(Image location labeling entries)
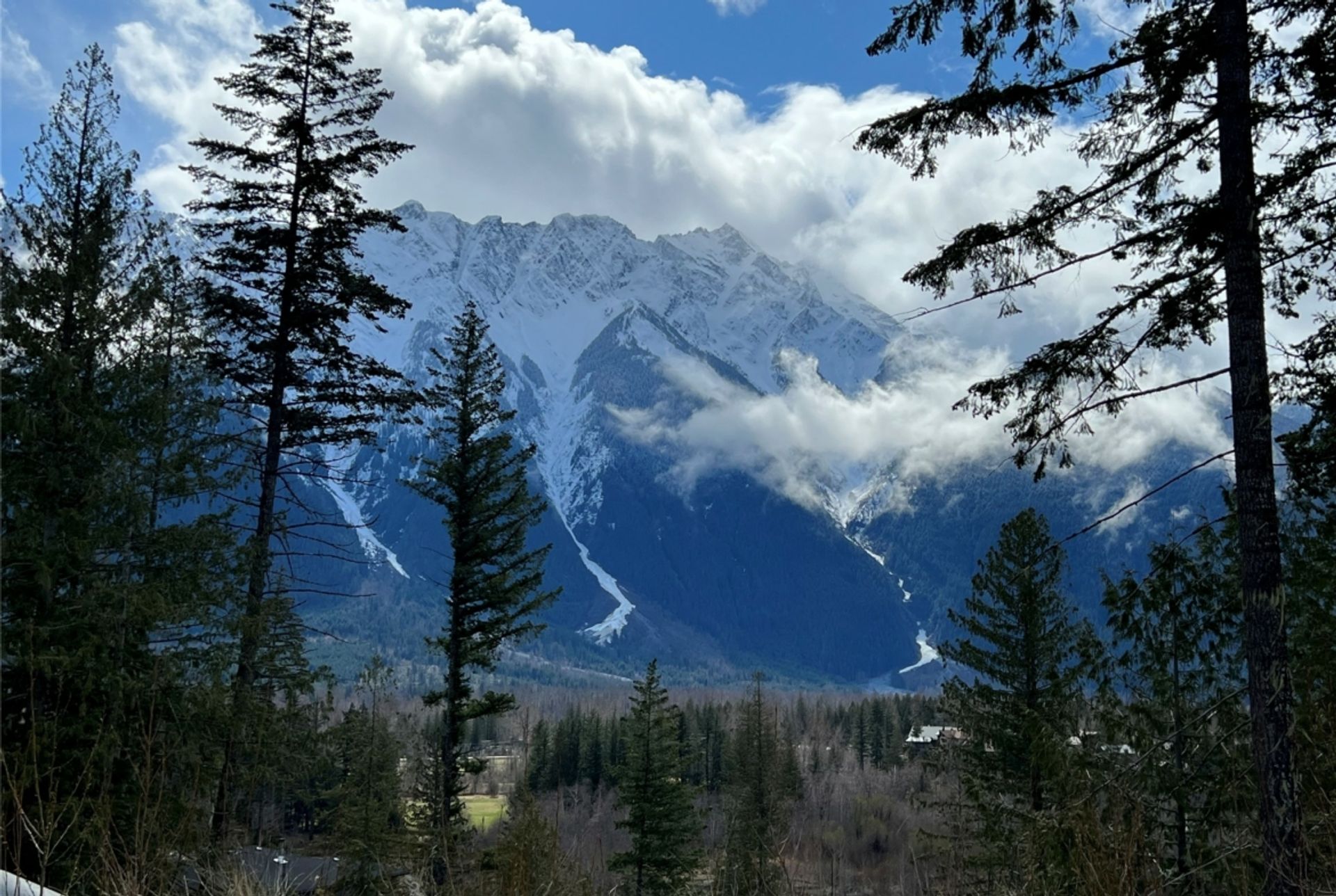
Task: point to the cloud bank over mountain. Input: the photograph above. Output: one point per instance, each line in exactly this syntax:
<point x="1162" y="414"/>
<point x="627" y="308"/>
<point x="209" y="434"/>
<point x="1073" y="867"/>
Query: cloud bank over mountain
<point x="514" y="120"/>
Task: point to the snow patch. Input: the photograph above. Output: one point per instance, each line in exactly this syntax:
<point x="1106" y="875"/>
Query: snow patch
<point x="928" y="653"/>
<point x="615" y="621"/>
<point x="372" y="547"/>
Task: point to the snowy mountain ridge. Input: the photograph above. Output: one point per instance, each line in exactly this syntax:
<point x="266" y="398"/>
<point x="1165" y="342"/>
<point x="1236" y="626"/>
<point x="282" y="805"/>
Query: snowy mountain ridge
<point x="584" y="314"/>
<point x="706" y="568"/>
<point x="548" y="291"/>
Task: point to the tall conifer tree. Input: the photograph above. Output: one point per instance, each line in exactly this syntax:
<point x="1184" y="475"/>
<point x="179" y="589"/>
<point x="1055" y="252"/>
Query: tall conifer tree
<point x="1022" y="644"/>
<point x="1179" y="664"/>
<point x="280" y="218"/>
<point x="496" y="584"/>
<point x="758" y="801"/>
<point x="107" y="584"/>
<point x="660" y="815"/>
<point x="1170" y="114"/>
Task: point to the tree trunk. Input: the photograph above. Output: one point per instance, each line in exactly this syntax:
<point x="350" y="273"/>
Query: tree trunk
<point x="1269" y="691"/>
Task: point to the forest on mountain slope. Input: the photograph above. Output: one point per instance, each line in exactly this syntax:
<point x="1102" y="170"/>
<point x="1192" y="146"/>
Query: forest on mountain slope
<point x="165" y="728"/>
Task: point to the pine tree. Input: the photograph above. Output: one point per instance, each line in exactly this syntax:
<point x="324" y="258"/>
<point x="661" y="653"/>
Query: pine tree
<point x="367" y="811"/>
<point x="1311" y="568"/>
<point x="280" y="218"/>
<point x="541" y="767"/>
<point x="496" y="582"/>
<point x="1177" y="662"/>
<point x="662" y="819"/>
<point x="103" y="595"/>
<point x="1025" y="652"/>
<point x="1188" y="88"/>
<point x="759" y="797"/>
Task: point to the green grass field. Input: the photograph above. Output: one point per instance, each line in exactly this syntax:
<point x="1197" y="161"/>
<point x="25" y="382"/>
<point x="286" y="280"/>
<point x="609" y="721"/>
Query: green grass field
<point x="484" y="811"/>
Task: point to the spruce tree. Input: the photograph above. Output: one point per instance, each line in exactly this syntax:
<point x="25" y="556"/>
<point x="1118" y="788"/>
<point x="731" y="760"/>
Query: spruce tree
<point x="662" y="819"/>
<point x="109" y="584"/>
<point x="367" y="810"/>
<point x="280" y="218"/>
<point x="758" y="800"/>
<point x="1022" y="648"/>
<point x="1177" y="663"/>
<point x="1311" y="565"/>
<point x="496" y="584"/>
<point x="1172" y="113"/>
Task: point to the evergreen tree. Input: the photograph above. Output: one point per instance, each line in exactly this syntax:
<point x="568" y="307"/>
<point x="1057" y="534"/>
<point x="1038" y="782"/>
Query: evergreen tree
<point x="496" y="582"/>
<point x="660" y="815"/>
<point x="1311" y="566"/>
<point x="541" y="768"/>
<point x="861" y="740"/>
<point x="1177" y="663"/>
<point x="1021" y="704"/>
<point x="367" y="813"/>
<point x="1186" y="90"/>
<point x="758" y="801"/>
<point x="280" y="218"/>
<point x="877" y="735"/>
<point x="104" y="598"/>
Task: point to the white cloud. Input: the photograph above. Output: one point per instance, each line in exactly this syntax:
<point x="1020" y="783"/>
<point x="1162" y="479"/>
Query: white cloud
<point x="811" y="440"/>
<point x="740" y="7"/>
<point x="22" y="71"/>
<point x="525" y="123"/>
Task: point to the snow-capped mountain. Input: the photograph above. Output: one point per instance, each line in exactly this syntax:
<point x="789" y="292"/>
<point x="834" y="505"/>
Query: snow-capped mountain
<point x="719" y="569"/>
<point x="584" y="315"/>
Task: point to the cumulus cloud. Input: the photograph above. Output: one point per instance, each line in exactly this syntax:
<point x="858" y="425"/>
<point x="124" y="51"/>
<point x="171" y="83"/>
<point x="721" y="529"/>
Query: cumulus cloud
<point x="740" y="7"/>
<point x="811" y="440"/>
<point x="22" y="71"/>
<point x="514" y="120"/>
<point x="823" y="448"/>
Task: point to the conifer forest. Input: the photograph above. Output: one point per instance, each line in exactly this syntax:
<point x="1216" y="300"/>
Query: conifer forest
<point x="285" y="612"/>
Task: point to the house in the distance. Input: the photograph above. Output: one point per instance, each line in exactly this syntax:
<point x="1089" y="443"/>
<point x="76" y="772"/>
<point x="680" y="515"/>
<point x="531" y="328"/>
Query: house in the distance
<point x="925" y="737"/>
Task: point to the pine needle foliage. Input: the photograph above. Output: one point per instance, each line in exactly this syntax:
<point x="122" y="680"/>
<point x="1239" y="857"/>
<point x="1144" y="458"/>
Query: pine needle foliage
<point x="280" y="219"/>
<point x="662" y="817"/>
<point x="480" y="479"/>
<point x="1209" y="132"/>
<point x="1026" y="659"/>
<point x="111" y="580"/>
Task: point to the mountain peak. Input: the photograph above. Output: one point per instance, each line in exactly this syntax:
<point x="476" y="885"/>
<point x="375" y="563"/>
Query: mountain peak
<point x="413" y="210"/>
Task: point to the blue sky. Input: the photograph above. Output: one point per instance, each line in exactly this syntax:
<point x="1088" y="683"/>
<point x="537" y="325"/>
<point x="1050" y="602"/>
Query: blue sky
<point x="666" y="115"/>
<point x="782" y="42"/>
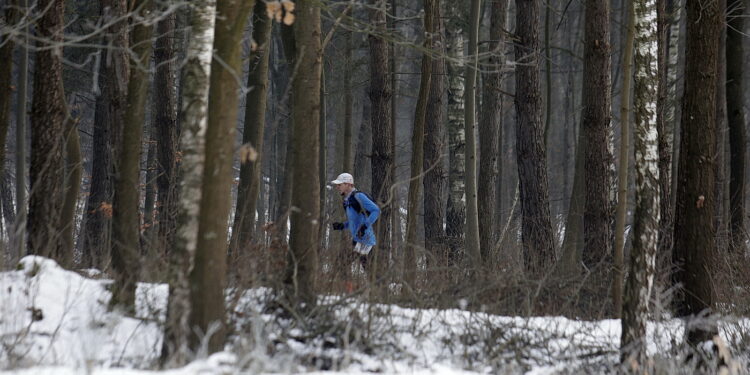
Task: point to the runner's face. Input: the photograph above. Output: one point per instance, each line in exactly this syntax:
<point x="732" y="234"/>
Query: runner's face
<point x="343" y="188"/>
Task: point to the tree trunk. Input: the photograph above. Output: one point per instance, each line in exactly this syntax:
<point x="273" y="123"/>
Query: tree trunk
<point x="417" y="143"/>
<point x="108" y="120"/>
<point x="490" y="130"/>
<point x="382" y="157"/>
<point x="73" y="172"/>
<point x="536" y="232"/>
<point x="347" y="160"/>
<point x="735" y="97"/>
<point x="456" y="207"/>
<point x="722" y="145"/>
<point x="622" y="177"/>
<point x="165" y="125"/>
<point x="125" y="220"/>
<point x="149" y="200"/>
<point x="471" y="244"/>
<point x="9" y="215"/>
<point x="6" y="89"/>
<point x="20" y="225"/>
<point x="255" y="122"/>
<point x="195" y="84"/>
<point x="47" y="120"/>
<point x="666" y="130"/>
<point x="208" y="277"/>
<point x="646" y="217"/>
<point x="596" y="122"/>
<point x="694" y="231"/>
<point x="434" y="147"/>
<point x="303" y="239"/>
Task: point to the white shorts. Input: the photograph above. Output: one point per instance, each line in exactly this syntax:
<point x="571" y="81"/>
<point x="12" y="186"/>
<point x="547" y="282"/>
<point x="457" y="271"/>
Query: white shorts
<point x="362" y="248"/>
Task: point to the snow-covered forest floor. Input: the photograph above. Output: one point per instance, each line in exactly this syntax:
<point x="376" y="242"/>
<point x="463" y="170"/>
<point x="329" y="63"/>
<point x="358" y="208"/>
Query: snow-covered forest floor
<point x="54" y="321"/>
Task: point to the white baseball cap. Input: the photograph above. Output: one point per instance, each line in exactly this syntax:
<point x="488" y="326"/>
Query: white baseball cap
<point x="344" y="178"/>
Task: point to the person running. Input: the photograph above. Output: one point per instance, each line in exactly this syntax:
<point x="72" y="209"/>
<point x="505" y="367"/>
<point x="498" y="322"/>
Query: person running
<point x="361" y="214"/>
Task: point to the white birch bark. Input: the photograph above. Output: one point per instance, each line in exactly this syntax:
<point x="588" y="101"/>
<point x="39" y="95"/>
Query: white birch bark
<point x="196" y="74"/>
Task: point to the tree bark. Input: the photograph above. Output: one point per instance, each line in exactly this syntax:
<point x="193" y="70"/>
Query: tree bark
<point x="434" y="148"/>
<point x="165" y="125"/>
<point x="417" y="143"/>
<point x="208" y="278"/>
<point x="72" y="177"/>
<point x="126" y="215"/>
<point x="471" y="244"/>
<point x="195" y="82"/>
<point x="47" y="120"/>
<point x="596" y="122"/>
<point x="646" y="218"/>
<point x="622" y="177"/>
<point x="490" y="131"/>
<point x="735" y="97"/>
<point x="456" y="207"/>
<point x="301" y="270"/>
<point x="255" y="122"/>
<point x="114" y="71"/>
<point x="694" y="231"/>
<point x="20" y="225"/>
<point x="536" y="232"/>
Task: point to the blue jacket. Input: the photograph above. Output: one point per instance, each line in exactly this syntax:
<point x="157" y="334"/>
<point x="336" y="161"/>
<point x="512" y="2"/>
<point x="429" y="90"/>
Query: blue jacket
<point x="356" y="219"/>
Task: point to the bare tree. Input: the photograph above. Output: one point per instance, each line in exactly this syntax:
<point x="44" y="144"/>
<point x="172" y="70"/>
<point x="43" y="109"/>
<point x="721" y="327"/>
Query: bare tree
<point x="382" y="157"/>
<point x="456" y="207"/>
<point x="417" y="143"/>
<point x="596" y="123"/>
<point x="735" y="97"/>
<point x="622" y="177"/>
<point x="208" y="277"/>
<point x="255" y="121"/>
<point x="646" y="217"/>
<point x="165" y="127"/>
<point x="471" y="231"/>
<point x="694" y="231"/>
<point x="302" y="267"/>
<point x="109" y="116"/>
<point x="47" y="121"/>
<point x="434" y="149"/>
<point x="126" y="220"/>
<point x="490" y="130"/>
<point x="196" y="73"/>
<point x="538" y="242"/>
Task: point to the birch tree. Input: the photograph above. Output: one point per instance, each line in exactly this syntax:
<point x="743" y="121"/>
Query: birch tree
<point x="196" y="73"/>
<point x="646" y="218"/>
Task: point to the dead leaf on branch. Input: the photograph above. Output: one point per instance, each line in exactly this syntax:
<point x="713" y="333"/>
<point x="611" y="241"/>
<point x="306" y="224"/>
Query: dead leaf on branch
<point x="281" y="11"/>
<point x="248" y="153"/>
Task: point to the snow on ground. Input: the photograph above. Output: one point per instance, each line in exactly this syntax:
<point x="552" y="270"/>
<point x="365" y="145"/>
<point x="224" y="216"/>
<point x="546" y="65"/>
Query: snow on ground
<point x="54" y="321"/>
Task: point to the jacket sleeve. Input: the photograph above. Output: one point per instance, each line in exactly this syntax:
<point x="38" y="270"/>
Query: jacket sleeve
<point x="370" y="207"/>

### WHAT THE EXERCISE ASKS:
Only the lines from the one containing "Task: point to the birch" through the end of the entries above belong in the answer; repeat them exactly.

### FINISHED EXERCISE:
Task: point to the birch tree. Input: the photograph above. Output: one point per instance, each line in exactly this syntax:
<point x="743" y="121"/>
Query: birch tree
<point x="196" y="73"/>
<point x="646" y="218"/>
Task: point to the dead leaf on branch. Input: the photograph above. Output: one point per instance, each line in exactly this syntax:
<point x="713" y="333"/>
<point x="611" y="241"/>
<point x="306" y="224"/>
Query: dead leaf on branch
<point x="281" y="11"/>
<point x="248" y="153"/>
Task: point to the snow on ground. Input: the photograph above. Output: one point per instance, each line in exactly this syntax:
<point x="552" y="270"/>
<point x="365" y="145"/>
<point x="224" y="216"/>
<point x="546" y="65"/>
Query: snow on ground
<point x="54" y="321"/>
Task: point to the jacket sleeve. Input: the photograph above. Output: one point per instance, each line in exactly this syntax:
<point x="38" y="270"/>
Query: jacket sleeve
<point x="370" y="207"/>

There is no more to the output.